From the entries below, retype only the lines from the one with "Data-labeling checklist — (1) open image, (2) find every cloud" through the one with "Data-labeling checklist — (1) open image, (2) find every white", exactly as written.

===== Data provided =====

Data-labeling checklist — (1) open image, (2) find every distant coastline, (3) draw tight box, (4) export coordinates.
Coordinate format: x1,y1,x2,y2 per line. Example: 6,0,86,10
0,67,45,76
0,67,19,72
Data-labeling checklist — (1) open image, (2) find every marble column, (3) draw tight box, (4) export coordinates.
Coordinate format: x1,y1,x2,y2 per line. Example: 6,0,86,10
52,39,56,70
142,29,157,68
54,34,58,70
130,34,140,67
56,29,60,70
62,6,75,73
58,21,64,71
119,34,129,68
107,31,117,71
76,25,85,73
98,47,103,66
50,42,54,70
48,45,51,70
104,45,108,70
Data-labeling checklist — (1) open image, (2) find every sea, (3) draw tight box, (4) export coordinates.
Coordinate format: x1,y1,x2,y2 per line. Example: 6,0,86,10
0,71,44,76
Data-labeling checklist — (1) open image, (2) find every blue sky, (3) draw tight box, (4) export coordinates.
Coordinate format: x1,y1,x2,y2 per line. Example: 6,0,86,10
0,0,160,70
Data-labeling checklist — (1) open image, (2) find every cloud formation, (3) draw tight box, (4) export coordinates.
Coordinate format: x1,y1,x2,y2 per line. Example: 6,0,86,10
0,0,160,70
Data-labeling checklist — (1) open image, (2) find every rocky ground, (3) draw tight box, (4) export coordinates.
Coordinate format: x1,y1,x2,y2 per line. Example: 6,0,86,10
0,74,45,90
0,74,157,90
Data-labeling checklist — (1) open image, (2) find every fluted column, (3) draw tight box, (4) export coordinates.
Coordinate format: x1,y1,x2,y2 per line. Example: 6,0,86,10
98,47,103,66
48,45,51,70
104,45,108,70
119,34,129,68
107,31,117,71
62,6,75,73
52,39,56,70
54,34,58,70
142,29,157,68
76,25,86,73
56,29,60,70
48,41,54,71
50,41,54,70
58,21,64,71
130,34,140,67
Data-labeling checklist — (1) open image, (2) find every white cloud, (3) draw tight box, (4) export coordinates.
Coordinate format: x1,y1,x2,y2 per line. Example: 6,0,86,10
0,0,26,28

=====

▸ Exercise answer
Data-labeling checklist — (1) open image, (2) find every cloud formation, (3) draw tight box, (4) export coordinates.
Coordinate format: x1,y1,x2,y2 per line. Example: 6,0,86,10
0,0,160,70
Data-labeling checklist — (1) open image, (2) find every rocky ground, (3) draw tight box, (4) export coordinates.
Coordinate format: x1,y1,x2,y2 per line. Example: 6,0,86,10
0,74,45,90
0,74,157,90
Data-labeling checklist — (1) open image, (2) find every fluted column, (3) draw tight box, (4) export coordinates.
Coordinate format: x1,y1,x2,y2 per line. Example: 6,0,86,10
98,47,103,66
48,45,51,70
104,45,108,70
119,34,129,68
107,31,117,71
62,6,75,73
52,39,56,70
54,34,58,70
142,29,157,68
76,25,86,73
56,29,60,70
48,41,54,71
50,41,54,70
58,21,64,71
130,34,140,67
Data-labeling checklist — (1) open image, (2) find every white cloud, (3) draw tight box, (4) export coordinates.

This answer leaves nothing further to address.